TO DO>
The output should consist solely of the line containing "the green bush" and all lines after it through the final line of the entries below, reproduced exactly.

□ □ □ □

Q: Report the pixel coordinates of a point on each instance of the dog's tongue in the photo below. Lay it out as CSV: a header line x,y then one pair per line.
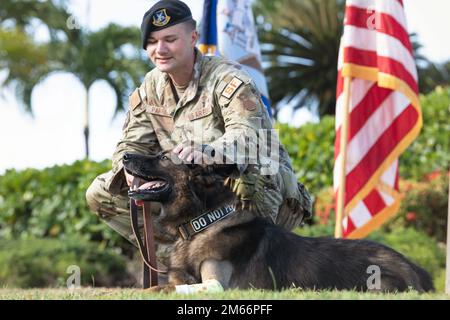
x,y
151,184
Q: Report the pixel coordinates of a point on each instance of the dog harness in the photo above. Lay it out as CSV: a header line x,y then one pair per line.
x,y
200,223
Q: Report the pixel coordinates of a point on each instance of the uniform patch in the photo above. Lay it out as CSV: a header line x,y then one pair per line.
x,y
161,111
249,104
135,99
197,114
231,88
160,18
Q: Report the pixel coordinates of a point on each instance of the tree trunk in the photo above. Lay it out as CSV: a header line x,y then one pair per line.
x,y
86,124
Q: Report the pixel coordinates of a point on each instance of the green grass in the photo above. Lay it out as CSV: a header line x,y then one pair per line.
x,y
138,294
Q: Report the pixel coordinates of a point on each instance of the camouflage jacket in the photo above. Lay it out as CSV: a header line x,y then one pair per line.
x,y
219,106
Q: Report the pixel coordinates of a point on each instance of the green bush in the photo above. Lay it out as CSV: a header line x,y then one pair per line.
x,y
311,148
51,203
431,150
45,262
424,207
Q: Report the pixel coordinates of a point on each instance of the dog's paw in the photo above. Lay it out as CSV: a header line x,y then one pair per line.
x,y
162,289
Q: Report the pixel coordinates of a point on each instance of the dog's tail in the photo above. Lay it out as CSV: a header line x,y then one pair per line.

□ □ □ □

EXPECTED ANSWER>
Q: Report the pixel coordinates of a point on each instance of the green bush in the photo above. Lay it out as CSV: a header line x,y then one pair per line.
x,y
311,148
51,203
431,150
45,262
424,207
Q: Report the pixel coordinates of a point on each instance of the dog's paw in the photo above. Lay it out as CSV: a header line x,y then one pair per line.
x,y
162,289
Q: Report the pixel coordinates of a point on each instance of the dog's tail in the photo above. Lay it out as CSV: a header line x,y then one pair per line.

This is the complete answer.